- [Exercise aim]
Pick up the review of Schneider's vegetable book after its final sentence and carry it forward.

- [Extract]
[BEGIN]
For every vegetable, Schneider treats readers to history, a little botany, shopping and storage tips, general cooking advice and recipes -- the author's own, and scores more she has collected from top cooks all over the world, making a grand total of 500.
Schneider's chef friends (and she appears to know every cook of consequence) weigh in at the close of each entry with yet more advice. For rutabaga, for example, she enlisted veteran cookbook authors Susan Herrmann Loomis and Barbara Kafka and celebrity chefs Patrick O'Connell, Michael Romano and Odessa Piper. They manage to generate a fair amount of excitement about this oft maligned cousin of the turnip with their appetizing suggestions for warming autumn soups, an elegant galette and a newfangled rösti.
Virtually every vegetable is lavished with such affection. From esoteric marsh mallow (an edible relative of the hollyhock) to common yellow summer squash, the energetic text and creative cooking ideas will make even unadventurous readers want to experiment.
[END]
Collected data
[BEGIN]
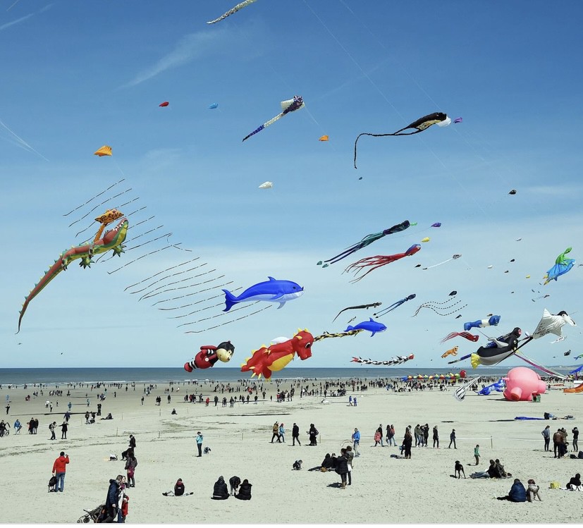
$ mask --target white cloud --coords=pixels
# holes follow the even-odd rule
[[[166,54],[153,65],[137,73],[129,82],[121,87],[128,88],[135,86],[159,75],[166,70],[178,68],[193,61],[208,52],[209,49],[216,46],[224,33],[223,31],[199,32],[185,35],[178,42],[174,49]]]
[[[39,11],[35,11],[35,13],[31,13],[28,15],[21,16],[20,18],[17,18],[16,20],[12,20],[12,22],[7,22],[6,24],[0,25],[0,31],[4,31],[4,30],[8,29],[8,27],[13,25],[16,25],[16,24],[20,24],[21,22],[24,22],[25,20],[28,20],[30,17],[34,16],[35,15],[37,15],[39,13],[44,13],[45,11],[50,9],[52,7],[52,4],[49,4],[45,6],[44,8],[42,8],[42,9],[39,9]]]

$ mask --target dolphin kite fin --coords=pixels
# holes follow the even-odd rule
[[[237,297],[228,290],[223,290],[223,291],[225,292],[225,305],[226,305],[226,307],[223,312],[228,312],[238,301],[237,300]]]

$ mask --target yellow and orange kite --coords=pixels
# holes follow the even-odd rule
[[[111,156],[111,147],[108,145],[104,145],[100,149],[97,149],[94,153],[95,156],[99,156],[101,157],[102,156]]]
[[[458,347],[455,346],[453,348],[450,348],[446,352],[444,352],[441,355],[441,357],[447,357],[448,356],[457,356],[458,355]]]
[END]
- [Final result]
Only the oddball horned African cucumber, or kiwano, gets dissed. "I have frozen its juice, whipped it, blended it with liquor and with yogurt, made vinaigrette and other sauces with it, even microwaved and baked the whole in an attempt to discover some uses for it," Schneider wrote. "Whatever the virtues of this piggy bank—satellite gourd, edibility is not an obvious one."
Given her thoroughness throughout the book, this must be true. But Schneider is too rigorously inquisitive a foodie to ever throw in the towel. "I rest my case," she said, "for the time being."